__Исходный текст__:
______________________________

Но тут мы и подходим к самому любопытному пункту логической теории Канта.

Категории позволяют человеку извлекать из своего личного опыта некоторые всеобщие истины, и «трансцендентальная логика» учит его действовать при этом правильно.

Однако перед человеком вырастает еще одна задача, решать которую его не может научить ни «общая логика», ни «трансцендентальная логика истины», — задача (или проблема) полного теоретического синтеза, соединения всех отдельных теоретических обобщений в единую теорию. Речь идет здесь уже не о единстве чувственных данных опыта в составе понятия, не о формах (схемах) объединения чувственно-созерцаемых явлений в рассудке, а о единстве самого «рассудка» и продуктов его обобщающей деятельности.

И в логике Канта возникает еще один этаж, своего рода «металогика истины», ставящая под свой критический контроль уже не отдельные акты «обобщения опыта», а весь процесс обобщения Опыта с большой буквы. Не отдельные функции мышления, а все Мышление в целом. [140]

Стремление к созданию единой, целостной теории относительно любого предмета естественно и неискоренимо. Мышление не может удовлетвориться простым нагромождением отдельных «обобщений», пусть даже каждое из них имеет «всеобщий и необходимый характер». Мышление всегда старается увязать их в составе целостной теории, развитой из единого принципа.

Способность, которая обеспечивает решение такой задачи, и называется у Канта «разумом» (в отличие от «рассудка», как способности производить отдельные, «частные» выводы из опыта). «Разум» как высшая синтетическая (объединяющая) функция интеллекта, в чем и состоит его специальная задача, «стремится довести синтетическое единство, которое мыслится в категориях, до абсолютно безусловного».

Дело в том, что только внутри такого полного «синтеза» каждое отдельное, «частное» обобщение опыта становится целиком справедливым в смысле всеобщности и необходимости.

______________________________

__Данные__:
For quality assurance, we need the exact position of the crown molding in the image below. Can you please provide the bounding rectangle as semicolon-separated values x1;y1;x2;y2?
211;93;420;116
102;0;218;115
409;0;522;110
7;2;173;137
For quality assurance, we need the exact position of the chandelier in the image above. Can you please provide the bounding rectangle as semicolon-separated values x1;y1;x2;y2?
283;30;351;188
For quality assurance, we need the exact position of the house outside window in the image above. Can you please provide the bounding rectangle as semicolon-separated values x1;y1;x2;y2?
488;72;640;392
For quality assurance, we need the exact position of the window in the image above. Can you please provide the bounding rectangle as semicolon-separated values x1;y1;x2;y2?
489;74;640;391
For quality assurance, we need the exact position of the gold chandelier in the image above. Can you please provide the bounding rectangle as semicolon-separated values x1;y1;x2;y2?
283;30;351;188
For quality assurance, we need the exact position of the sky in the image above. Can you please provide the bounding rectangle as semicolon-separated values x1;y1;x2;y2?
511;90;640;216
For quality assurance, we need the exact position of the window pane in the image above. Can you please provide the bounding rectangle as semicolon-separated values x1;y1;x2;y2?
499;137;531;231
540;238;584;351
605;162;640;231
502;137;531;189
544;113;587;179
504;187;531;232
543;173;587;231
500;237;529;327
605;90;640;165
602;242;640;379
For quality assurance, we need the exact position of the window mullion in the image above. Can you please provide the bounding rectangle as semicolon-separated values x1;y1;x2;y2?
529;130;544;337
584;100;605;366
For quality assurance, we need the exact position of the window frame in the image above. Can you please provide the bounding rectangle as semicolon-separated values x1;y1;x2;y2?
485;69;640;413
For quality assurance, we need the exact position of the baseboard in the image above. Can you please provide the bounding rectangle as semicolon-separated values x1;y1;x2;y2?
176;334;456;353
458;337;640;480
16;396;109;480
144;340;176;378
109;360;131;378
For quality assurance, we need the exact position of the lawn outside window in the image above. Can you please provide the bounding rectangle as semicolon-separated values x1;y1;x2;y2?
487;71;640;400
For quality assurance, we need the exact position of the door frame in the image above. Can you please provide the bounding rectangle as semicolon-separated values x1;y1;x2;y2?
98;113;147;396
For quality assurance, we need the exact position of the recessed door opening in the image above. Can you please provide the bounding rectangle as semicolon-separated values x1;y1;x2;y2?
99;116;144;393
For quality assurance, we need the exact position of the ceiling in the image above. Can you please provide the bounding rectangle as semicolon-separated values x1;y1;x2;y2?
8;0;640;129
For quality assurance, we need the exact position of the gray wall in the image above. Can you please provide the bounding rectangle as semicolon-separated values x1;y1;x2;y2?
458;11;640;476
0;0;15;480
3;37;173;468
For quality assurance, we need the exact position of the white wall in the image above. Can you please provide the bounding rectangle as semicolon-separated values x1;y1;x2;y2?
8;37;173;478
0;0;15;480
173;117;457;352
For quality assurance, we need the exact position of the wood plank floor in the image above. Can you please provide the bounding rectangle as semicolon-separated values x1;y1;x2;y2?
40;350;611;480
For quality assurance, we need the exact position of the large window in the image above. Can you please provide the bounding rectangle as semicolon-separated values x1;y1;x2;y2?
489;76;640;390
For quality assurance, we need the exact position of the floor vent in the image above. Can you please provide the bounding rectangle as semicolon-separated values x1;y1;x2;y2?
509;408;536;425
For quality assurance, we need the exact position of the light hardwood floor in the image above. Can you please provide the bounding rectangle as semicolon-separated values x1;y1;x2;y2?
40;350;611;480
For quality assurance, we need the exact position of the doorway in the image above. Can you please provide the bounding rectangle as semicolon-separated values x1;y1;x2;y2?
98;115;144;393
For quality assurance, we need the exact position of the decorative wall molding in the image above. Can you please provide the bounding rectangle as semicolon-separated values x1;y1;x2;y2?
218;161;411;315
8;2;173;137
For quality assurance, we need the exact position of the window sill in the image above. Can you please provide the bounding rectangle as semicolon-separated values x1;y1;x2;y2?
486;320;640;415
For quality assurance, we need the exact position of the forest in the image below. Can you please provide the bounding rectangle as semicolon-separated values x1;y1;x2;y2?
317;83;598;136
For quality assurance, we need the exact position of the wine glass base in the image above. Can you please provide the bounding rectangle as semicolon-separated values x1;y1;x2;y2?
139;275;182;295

______________________________

__Задание A__: Замените в записях «quality assurance» на «quality control» в отрывке от строки с «the window in» до строки с «602;242;640;379» включительно. Приведите только этот отрывок, все остальное оставьте без изменений.
__Задание B__: Допишите следующую часть текста о логике Канта.

__Результат A__:
For quality control, we need the exact position of the window in the image above. Can you please provide the bounding rectangle as semicolon-separated values x1;y1;x2;y2?
489;74;640;391
For quality control, we need the exact position of the gold chandelier in the image above. Can you please provide the bounding rectangle as semicolon-separated values x1;y1;x2;y2?
283;30;351;188
For quality control, we need the exact position of the sky in the image above. Can you please provide the bounding rectangle as semicolon-separated values x1;y1;x2;y2?
511;90;640;216
For quality control, we need the exact position of the window pane in the image above. Can you please provide the bounding rectangle as semicolon-separated values x1;y1;x2;y2?
499;137;531;231
540;238;584;351
605;162;640;231
502;137;531;189
544;113;587;179
504;187;531;232
543;173;587;231
500;237;529;327
605;90;640;165
602;242;640;379

__Результат B__:
Ибо только внутри полного синтеза можно оговорить все условия, при которых данное обобщение может считаться справедливым уже безоговорочно. А ведь только тогда оно делается вполне гарантированным от угрозы опровержения новым опытом, новыми и столь же правильными обобщениями…

Поэтому если научно-теоретическое (по терминологии Канта, «априорное») обобщение должно четко оговаривать те условия, при которых оно верно, и если полный перечень «определений» («предикатов») понятия предполагает соответственно полный перечень условий его истинности, то «разум» нужен не только там, где речь идет о сведении «всех» готовых понятий в единую систему, а и в акте каждого отдельного обобщения, в процедуре определения каждого понятия.

Но здесь-то и таится коварство. При попытке осуществить «полный» синтез (определений понятия и условий его истинности) мышление с неизбежностью, заложенной в его природе, впадает в состояние безвыходных, принципиально неразрешимых с помощью логики (как общей, так и трансцендентальной) противоречий — антиномий.

В трагическое состояние антиномичности «рассудок», то есть мышление, в точности и неукоснительно соблюдающее все правила логики, впадает вовсе не только потому, что «опыт» всегда не закончен, не потому, что [141] он на основе «части опыта» пытается сделать обобщение, справедливое по отношению ко всему «опыту в целом». Это бы еще полбеды. Беда же в том, что даже и протекший опыт, если только учитывать его целиком, тоже неизбежно антиномичен. Ибо сам «рассудок», если исследовать его, так сказать, анатомию, заключает в себе не только «разные», но и прямо противоположные категории, никак не совместимые одна с другой без противоречия.

Так, в инструментарии рассудка имеется не только категория «тождества», но и полярная ей категория «различия». Рядом с понятием «необходимость» в арсенале схем «объективных суждений» (то есть в таблице категорий) имеется также и понятие «случайность». И так далее. Причем каждая категория столь же правомерна, как и противоположная ей, и сфера ее применимости столь же широка, как и сам «опыт».

И любое явление, наблюдаемое нами в пространстве и времени, в принципе может быть осмыслено как в той, так и в другой категории. Я могу исследовать любой объект (и любую, сколь угодно широкую совокупность таких объектов) как под углом зрения «количества», так и под углом зрения «качества». Я могу рассматривать его как «причину» (необходимо следующих за ним событий), но с таким же правом могу осмысливать его и как «следствие» (всех предшествующих событий). И в том и в другом случае я нигде не преступлю никаких «логических» правил. А в итоге любое явление — смотря по тому, в какой именно категории я его мыслю, — может послужить основой для прямо противоположных логических действий; любое явление дает в логическом выражении два одинаково правильных как с точки зрения логики, так и с точки зрения «опыта», и тем не менее взаимоисключающих друг друга суждения.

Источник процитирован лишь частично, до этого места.